:: Input for this task ::

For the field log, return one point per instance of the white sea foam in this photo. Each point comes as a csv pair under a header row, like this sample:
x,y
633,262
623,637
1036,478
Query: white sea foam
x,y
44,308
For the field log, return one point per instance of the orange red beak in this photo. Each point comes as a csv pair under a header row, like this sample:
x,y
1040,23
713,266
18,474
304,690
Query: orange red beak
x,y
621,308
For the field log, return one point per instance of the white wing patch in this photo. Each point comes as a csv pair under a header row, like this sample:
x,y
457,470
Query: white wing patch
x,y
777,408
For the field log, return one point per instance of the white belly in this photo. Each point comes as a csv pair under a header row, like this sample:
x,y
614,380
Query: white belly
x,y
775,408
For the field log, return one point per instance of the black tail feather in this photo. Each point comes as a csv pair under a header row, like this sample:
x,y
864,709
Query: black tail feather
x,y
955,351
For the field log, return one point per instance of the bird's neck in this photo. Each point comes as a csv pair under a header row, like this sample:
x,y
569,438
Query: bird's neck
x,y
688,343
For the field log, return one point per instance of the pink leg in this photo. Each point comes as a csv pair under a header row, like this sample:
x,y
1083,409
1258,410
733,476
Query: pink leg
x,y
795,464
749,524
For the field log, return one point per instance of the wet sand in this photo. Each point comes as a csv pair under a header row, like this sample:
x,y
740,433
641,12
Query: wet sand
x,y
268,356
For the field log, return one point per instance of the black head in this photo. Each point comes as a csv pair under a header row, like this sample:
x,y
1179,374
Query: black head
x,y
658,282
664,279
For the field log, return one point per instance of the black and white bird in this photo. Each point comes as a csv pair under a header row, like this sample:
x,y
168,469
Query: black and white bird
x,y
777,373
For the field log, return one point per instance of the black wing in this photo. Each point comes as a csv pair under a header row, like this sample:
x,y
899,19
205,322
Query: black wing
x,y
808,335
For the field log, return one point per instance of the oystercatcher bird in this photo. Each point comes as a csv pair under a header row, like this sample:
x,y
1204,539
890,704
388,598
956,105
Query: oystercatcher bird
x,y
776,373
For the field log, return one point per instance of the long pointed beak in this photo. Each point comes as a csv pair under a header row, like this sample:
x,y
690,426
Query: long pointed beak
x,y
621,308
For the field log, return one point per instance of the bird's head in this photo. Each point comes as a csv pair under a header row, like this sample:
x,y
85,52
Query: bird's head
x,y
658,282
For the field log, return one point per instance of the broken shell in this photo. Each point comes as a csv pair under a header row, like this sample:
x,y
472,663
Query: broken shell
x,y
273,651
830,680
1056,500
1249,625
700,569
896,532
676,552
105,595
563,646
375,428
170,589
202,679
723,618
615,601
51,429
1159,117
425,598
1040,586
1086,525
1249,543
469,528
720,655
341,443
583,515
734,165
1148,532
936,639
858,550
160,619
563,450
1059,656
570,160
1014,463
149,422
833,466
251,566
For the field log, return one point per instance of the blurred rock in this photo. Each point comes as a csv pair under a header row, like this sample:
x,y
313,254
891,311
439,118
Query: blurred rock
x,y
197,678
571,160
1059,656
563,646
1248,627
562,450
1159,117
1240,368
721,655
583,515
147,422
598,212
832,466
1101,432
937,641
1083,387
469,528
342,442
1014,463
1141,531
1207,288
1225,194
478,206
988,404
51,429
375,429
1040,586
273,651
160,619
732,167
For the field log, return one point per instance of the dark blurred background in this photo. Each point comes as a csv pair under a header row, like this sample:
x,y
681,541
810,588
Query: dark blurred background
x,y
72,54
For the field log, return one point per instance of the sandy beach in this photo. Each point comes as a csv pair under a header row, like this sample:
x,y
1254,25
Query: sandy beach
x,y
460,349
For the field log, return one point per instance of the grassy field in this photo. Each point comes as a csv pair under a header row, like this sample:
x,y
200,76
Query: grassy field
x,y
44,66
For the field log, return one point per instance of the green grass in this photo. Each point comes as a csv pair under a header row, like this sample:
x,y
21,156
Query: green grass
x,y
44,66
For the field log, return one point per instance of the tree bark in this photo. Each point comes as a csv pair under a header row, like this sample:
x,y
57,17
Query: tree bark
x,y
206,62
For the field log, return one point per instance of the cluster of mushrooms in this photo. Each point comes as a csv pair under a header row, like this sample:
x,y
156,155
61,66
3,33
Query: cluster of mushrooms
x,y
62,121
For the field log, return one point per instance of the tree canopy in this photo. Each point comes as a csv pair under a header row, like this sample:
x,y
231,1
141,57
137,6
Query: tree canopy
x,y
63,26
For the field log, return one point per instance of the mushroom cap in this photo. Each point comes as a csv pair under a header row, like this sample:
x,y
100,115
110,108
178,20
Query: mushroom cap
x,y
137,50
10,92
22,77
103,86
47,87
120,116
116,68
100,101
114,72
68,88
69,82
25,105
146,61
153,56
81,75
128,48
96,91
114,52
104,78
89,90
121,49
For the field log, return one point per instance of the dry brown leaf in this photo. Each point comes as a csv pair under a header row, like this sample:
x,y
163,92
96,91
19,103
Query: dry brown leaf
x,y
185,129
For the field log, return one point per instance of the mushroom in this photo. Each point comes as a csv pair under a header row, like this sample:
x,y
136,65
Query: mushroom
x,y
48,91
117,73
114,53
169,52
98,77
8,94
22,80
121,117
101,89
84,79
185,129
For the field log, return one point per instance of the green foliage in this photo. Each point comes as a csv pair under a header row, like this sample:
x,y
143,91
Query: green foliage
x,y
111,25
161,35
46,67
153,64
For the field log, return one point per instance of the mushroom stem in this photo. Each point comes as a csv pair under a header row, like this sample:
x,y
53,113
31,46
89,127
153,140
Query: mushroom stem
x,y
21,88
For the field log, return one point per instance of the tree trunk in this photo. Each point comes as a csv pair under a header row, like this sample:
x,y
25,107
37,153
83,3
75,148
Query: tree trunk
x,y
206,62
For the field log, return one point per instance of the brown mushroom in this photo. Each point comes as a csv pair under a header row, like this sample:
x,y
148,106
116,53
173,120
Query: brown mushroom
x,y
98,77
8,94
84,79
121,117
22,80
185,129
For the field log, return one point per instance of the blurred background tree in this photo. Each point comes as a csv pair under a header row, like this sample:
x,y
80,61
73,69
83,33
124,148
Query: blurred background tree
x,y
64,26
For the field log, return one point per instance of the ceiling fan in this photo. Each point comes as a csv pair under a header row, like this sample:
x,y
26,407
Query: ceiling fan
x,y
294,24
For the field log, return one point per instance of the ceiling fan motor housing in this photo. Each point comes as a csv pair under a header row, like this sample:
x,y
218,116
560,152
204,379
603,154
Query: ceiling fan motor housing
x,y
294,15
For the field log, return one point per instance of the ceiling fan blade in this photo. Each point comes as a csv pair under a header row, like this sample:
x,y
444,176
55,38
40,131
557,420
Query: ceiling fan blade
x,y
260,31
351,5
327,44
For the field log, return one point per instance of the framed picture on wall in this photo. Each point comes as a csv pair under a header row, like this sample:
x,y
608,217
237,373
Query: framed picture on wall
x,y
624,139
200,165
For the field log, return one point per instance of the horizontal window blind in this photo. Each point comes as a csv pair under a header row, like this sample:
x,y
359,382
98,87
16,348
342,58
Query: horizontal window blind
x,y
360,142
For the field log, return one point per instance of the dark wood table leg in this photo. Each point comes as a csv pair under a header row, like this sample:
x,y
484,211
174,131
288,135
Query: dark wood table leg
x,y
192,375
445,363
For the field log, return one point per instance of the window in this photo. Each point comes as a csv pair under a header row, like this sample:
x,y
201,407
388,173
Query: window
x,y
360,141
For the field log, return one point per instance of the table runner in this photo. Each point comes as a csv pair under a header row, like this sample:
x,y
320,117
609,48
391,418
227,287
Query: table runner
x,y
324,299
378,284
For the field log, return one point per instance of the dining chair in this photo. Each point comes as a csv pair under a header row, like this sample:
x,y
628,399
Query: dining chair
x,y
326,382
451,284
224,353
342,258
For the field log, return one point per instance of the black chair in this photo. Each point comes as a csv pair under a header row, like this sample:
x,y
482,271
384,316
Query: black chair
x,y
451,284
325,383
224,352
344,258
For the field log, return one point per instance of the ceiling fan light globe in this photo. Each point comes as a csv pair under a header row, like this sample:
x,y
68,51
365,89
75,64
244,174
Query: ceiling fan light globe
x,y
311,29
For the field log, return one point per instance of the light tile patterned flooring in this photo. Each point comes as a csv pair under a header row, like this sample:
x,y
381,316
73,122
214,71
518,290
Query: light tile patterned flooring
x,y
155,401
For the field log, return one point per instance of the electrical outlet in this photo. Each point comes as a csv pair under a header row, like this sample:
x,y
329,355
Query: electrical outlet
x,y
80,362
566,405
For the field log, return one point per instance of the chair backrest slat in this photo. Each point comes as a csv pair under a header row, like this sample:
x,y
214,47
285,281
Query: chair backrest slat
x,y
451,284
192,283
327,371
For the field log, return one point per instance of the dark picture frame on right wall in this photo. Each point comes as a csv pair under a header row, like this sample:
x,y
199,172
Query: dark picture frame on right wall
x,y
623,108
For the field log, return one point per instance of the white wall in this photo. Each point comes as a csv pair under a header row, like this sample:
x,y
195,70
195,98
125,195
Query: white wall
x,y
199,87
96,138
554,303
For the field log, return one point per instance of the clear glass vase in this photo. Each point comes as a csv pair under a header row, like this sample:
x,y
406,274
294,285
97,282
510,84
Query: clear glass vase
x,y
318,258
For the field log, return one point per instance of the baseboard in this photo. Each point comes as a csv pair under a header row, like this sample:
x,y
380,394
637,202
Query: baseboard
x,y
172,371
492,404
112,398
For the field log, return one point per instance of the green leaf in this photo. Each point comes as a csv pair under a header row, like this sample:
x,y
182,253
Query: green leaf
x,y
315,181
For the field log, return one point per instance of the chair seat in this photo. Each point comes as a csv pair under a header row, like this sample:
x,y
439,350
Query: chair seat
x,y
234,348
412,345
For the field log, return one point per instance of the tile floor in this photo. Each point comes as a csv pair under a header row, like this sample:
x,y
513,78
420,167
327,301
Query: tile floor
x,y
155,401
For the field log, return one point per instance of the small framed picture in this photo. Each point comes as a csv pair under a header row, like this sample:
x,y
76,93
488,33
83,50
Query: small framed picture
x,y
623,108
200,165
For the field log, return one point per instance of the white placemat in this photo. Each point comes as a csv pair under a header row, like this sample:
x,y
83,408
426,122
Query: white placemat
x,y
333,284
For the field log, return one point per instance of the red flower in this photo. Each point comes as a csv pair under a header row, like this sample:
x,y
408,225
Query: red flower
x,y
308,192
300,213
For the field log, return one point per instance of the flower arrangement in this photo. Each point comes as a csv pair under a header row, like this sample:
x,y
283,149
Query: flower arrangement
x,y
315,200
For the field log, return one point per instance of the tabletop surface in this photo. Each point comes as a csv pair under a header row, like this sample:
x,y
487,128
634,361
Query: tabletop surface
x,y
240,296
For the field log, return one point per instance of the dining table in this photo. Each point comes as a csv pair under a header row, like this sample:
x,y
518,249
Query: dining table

:::

What to produce:
Reproduce the material word for word, starting with the line that contains "the red flower" and going on through the last line of the material.

Result of the task:
For the field log, return one point per instance of the red flower in this photo. Each point comes as a csv pair under a header row, like this sample:
x,y
408,225
Query: red flower
x,y
308,192
300,213
For the field log, return one point per instance of the flower arrangement in this photo. Each point comes as a csv pair under a header row, like this sample:
x,y
283,149
Query: flower arrangement
x,y
315,200
For the field log, return one point per instance of the tabletop surface in this photo. Each point comes as a csv pair under a header row, like this sample:
x,y
487,128
634,361
Query: tabletop surface
x,y
240,296
For the field log, return one point per instance of the dining table in this photo. Each point comes as a csv pair under a header row, like this sample:
x,y
518,249
Query: dining table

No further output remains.